Exercise input
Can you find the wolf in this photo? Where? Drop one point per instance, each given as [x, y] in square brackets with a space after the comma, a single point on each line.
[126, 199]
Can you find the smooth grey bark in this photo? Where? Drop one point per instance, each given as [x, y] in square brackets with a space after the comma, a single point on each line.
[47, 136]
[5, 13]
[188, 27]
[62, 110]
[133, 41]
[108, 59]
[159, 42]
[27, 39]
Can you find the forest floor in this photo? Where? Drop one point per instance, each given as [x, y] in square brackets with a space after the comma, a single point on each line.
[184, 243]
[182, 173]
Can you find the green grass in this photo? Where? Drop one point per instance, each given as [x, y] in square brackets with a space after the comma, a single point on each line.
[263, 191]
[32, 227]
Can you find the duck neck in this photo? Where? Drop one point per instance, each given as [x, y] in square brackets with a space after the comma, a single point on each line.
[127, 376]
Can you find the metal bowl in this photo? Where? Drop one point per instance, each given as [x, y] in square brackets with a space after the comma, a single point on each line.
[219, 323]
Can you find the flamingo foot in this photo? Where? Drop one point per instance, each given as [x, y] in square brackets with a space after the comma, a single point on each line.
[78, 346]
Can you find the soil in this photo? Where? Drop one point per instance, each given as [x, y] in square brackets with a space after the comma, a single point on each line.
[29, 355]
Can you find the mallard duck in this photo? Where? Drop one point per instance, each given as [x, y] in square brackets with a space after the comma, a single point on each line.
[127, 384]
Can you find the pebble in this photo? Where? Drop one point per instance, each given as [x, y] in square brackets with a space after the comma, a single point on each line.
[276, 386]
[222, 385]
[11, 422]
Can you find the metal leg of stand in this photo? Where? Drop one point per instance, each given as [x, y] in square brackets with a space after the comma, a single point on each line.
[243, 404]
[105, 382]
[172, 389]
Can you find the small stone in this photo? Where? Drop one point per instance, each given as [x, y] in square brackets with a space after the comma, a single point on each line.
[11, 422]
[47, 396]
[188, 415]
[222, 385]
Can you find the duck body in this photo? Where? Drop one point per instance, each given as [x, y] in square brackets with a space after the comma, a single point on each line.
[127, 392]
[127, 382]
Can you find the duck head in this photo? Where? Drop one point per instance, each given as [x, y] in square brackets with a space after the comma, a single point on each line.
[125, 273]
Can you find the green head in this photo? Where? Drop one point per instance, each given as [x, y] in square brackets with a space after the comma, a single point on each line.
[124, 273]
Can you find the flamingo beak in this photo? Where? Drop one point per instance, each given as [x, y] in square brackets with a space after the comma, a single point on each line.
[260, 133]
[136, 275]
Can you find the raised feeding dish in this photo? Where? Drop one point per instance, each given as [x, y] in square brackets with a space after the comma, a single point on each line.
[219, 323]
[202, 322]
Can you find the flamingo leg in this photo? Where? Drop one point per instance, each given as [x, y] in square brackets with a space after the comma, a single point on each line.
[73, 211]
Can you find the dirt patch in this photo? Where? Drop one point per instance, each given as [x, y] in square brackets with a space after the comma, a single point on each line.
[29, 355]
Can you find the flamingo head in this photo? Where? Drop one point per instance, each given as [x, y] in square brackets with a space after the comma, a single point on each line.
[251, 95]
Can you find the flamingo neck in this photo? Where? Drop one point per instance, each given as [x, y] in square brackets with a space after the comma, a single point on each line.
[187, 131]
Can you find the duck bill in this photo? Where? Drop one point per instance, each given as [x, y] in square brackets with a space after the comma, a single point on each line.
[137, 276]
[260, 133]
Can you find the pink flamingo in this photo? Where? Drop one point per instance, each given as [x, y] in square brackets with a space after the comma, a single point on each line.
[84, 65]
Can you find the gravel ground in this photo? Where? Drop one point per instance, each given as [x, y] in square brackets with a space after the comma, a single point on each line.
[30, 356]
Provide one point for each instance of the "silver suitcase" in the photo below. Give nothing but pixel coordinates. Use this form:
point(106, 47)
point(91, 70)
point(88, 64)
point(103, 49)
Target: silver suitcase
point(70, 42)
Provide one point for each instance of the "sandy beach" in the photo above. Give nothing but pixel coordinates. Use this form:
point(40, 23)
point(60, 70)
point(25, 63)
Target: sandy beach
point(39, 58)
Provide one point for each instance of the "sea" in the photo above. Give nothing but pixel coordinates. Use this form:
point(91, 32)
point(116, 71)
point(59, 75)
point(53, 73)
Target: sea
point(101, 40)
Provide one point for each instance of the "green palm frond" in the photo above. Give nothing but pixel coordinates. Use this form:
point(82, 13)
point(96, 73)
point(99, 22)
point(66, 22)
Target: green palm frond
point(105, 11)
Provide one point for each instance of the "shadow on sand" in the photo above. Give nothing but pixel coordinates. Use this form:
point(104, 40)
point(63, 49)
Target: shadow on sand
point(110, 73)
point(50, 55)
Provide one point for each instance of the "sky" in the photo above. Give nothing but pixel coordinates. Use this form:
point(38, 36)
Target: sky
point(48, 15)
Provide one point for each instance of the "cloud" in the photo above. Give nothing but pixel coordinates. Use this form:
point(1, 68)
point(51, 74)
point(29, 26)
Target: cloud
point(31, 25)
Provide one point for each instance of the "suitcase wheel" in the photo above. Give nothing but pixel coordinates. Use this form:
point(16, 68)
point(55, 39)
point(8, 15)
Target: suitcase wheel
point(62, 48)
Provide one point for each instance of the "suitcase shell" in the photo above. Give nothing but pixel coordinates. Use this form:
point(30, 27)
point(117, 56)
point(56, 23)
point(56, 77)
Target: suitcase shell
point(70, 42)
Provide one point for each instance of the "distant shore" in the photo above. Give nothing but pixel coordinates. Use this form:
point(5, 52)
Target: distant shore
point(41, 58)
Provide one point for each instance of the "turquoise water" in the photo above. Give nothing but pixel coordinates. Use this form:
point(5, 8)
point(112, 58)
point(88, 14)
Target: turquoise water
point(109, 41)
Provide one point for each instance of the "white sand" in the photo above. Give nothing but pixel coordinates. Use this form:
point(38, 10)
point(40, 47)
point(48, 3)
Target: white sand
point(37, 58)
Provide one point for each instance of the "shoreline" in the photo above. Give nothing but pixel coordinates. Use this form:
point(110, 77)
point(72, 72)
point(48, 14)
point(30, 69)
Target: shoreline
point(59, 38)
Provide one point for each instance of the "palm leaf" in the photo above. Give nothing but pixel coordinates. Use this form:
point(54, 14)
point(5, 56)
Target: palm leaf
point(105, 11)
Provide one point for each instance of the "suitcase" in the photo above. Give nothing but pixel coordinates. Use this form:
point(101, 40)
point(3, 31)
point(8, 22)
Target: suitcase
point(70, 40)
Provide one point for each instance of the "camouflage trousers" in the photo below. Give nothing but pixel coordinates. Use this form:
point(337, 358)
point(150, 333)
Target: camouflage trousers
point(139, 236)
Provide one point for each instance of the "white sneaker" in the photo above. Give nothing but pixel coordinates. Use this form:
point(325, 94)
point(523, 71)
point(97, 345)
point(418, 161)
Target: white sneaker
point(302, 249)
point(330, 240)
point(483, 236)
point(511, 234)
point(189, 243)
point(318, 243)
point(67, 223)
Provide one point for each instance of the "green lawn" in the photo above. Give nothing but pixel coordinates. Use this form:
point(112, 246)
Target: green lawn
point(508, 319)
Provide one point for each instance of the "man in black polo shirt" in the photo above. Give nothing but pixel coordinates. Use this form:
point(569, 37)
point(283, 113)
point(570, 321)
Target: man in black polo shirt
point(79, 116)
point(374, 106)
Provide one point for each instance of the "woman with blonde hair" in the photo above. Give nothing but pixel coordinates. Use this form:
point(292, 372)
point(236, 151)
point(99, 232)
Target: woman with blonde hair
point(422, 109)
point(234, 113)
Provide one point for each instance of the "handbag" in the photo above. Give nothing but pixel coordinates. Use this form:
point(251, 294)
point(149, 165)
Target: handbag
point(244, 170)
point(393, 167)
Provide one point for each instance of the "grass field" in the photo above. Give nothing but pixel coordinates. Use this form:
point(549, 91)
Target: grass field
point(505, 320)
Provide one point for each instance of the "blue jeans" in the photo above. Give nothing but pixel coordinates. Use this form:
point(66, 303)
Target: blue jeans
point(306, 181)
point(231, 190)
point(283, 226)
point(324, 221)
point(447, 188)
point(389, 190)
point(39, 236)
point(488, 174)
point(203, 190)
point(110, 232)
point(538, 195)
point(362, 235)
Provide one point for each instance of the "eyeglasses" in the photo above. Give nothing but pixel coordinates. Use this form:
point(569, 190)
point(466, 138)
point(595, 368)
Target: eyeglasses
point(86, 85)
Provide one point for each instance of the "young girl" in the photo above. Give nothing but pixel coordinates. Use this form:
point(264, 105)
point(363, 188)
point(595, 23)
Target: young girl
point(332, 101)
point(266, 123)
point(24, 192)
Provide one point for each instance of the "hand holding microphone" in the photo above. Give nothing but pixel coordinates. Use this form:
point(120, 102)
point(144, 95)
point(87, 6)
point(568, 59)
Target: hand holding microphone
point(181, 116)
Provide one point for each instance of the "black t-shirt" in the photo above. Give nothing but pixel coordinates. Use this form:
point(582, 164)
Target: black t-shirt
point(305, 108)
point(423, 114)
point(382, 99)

Task
In the listing above, find the line holding "point(103, 49)" and the line holding "point(56, 23)", then output those two lines and every line between them exactly.

Solution for this task
point(103, 49)
Target: silver suitcase
point(70, 42)
Provide one point for each instance of the "sandy beach" in the photo above. Give nothing but pixel coordinates. Use this form:
point(40, 23)
point(60, 70)
point(25, 63)
Target: sandy beach
point(39, 58)
Provide one point for each instance of the "sea" in the photo above. Give nothing but pixel coordinates. Use this form:
point(91, 32)
point(116, 71)
point(59, 75)
point(53, 73)
Target: sea
point(101, 40)
Provide one point for each instance of the "green palm frond" in the photo above. Give nothing but pixel coordinates. Use this form:
point(82, 13)
point(96, 73)
point(99, 22)
point(66, 22)
Target: green palm frond
point(105, 11)
Provide one point for each instance of the "shadow on sand" in the photo above. Give nothing but pixel coordinates. Use this form:
point(104, 40)
point(63, 49)
Target: shadow on sand
point(110, 73)
point(50, 55)
Provide one point for each instance of the "sky" in the photo above. Give nothing but pixel coordinates. Use this form:
point(38, 36)
Target: sky
point(48, 15)
Provide one point for each instance of the "cloud" in the photo above. Give nothing but pixel coordinates. Use this form:
point(1, 68)
point(51, 74)
point(29, 26)
Target: cloud
point(31, 25)
Provide one point for each instance of the "suitcase wheel" in the photo above. Give nothing but pixel coordinates. Use this form:
point(16, 68)
point(55, 39)
point(8, 15)
Target: suitcase wheel
point(62, 48)
Provide one point for each instance of the "suitcase shell" in the photo above. Give nothing but pixel coordinates. Use this form:
point(30, 27)
point(117, 56)
point(56, 23)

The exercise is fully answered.